• [Work instruction 1]
Decide whether each statement below agrees with the article on the Apostle Supper Club in Saint Paul. For each, answer yes or no and quote the deciding words of the article. (a) The restaurant seats 400. (b) The windows look out over the street. (c) The outdoor patio is already open to diners.
• [Work instruction 2]
Extend the article on the Apostle Supper Club in Saint Paul, starting right after its last sentence.

• [Excerpted passage]

####################

Ingrams’ Apostle Supper Club transports downtown diners to Palm Springs circa 1960
Saint Paul has another option for upscale dining with the opening of the Apostle Supper Club on the ground floor of a new apartment building at Kellogg Boulevard and West Seventh Street. The 400-seat restaurant is the most ambitious undertaking to date for Brian and Sarah Ingram’s Purpose Driven Restaurants, which also owns Hope Breakfast Bar off West Seventh, the Gnome on Selby Avenue and the Apostle Supper Club atop the Radisson Hotel in Duluth.
“This is something new for the Twin Cities,” Ingram said of the Apostle and its 1960s Palm Springs supper club atmosphere.
No ordinary eatery
The Apostle’s expansive dining room is laid out with several seating arrangements, including upholstered booths big enough for small groups, counter seating overlooking the kitchen, a sunken living room with a fireplace at its center, a piano bar, and the False Eye Doll Lounge tiki bar.
The furnishings are done in colors that were popular in the 1960s, such as turquoise and coral. The windows are blacked out to help patrons forget where they are, Ingram said. Come spring, an outdoor patio is planned with another 400 seats for diners.
Entrees from $40-$14
Ingram is excited to be offering the kind of food he formerly prepared as a chef at major restaurants in New York and Chicago. Many of the menu items come in large portions that are intended for sharing. Among the entrées in the $40 price range are the Tomahawk pork chop, the halibut with white wine butter sauce and caviar, the Manhattan strip steak, and the chicken-fried lobster.

####################

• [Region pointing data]
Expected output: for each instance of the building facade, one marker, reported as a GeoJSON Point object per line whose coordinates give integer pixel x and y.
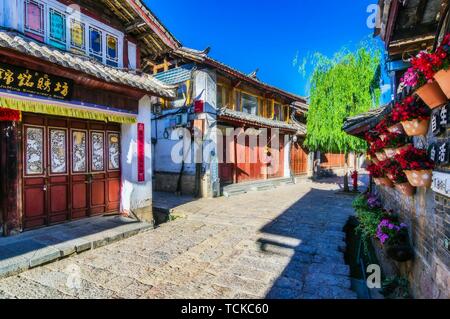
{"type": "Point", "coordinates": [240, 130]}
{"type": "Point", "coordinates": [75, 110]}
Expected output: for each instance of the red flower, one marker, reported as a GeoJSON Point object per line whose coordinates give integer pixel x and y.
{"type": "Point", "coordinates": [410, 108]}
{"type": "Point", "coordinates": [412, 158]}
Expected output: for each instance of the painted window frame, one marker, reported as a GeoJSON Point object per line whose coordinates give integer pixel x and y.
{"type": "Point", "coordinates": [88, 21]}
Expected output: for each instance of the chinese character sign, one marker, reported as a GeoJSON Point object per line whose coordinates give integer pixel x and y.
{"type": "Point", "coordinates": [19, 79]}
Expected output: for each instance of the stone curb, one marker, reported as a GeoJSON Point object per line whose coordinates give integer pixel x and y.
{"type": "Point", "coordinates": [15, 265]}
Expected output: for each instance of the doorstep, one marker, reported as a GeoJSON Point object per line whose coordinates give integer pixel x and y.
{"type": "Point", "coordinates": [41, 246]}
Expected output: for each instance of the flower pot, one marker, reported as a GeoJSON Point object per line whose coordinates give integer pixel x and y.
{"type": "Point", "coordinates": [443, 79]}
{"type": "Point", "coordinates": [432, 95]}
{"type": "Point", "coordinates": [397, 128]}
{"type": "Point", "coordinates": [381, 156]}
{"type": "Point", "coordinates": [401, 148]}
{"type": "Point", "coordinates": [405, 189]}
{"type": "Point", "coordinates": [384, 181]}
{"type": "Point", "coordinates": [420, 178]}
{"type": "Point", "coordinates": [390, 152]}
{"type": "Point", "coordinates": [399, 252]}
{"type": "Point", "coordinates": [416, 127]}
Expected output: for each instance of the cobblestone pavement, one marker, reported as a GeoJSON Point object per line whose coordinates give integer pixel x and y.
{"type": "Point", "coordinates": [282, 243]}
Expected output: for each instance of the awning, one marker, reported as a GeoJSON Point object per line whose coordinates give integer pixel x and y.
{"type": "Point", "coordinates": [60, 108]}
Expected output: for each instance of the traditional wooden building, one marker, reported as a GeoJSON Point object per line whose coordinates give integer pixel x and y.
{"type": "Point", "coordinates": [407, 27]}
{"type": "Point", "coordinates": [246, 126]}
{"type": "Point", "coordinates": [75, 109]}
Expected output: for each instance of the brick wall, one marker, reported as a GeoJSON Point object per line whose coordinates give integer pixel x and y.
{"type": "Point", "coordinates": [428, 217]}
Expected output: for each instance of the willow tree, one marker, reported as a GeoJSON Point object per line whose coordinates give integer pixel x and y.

####################

• [Answer area 1]
(a) Yes: "The 400-seat restaurant"
(b) No: "The windows are blacked out to help patrons forget where they are"
(c) No: "Come spring, an outdoor patio is planned with another 400 seats for diners."

• [Answer area 2]
A menu more suited to the budget-conscious is available in the tiki bar. It includes Hawaiian chicken salad, fried Spam tacos and a chili dog, all for under $14. Some retro items are available, including shrimp cocktails and ice cream cakes. Ingram also plans to introduce special chef dinners on Tuesday nights, featuring the creations of out-of-town chefs on occasion.
The Apostle boasts a comprehensive list of contemporary cocktails along with such classics as the grasshopper, the brandy alexander and the old-fashioned. The tiki bar has a variety of tropical-themed drinks made with rum, fresh fruit juices and house-made syrups. A martini cart with all of the trimmings is wheeled up tableside for patrons who want to watch their libations being prepared to order. The restaurant also has a sizable spirit-free drink list.
Downtown welcomes the Apostle
The Apostle has been welcomed by downtown restaurateurs and tourism officials. “We’re super-excited for Brian and his team,” said Joe Spencer, president of the Saint Paul Downtown Alliance. “It’s cool because it’s a brand new addition created from scratch.”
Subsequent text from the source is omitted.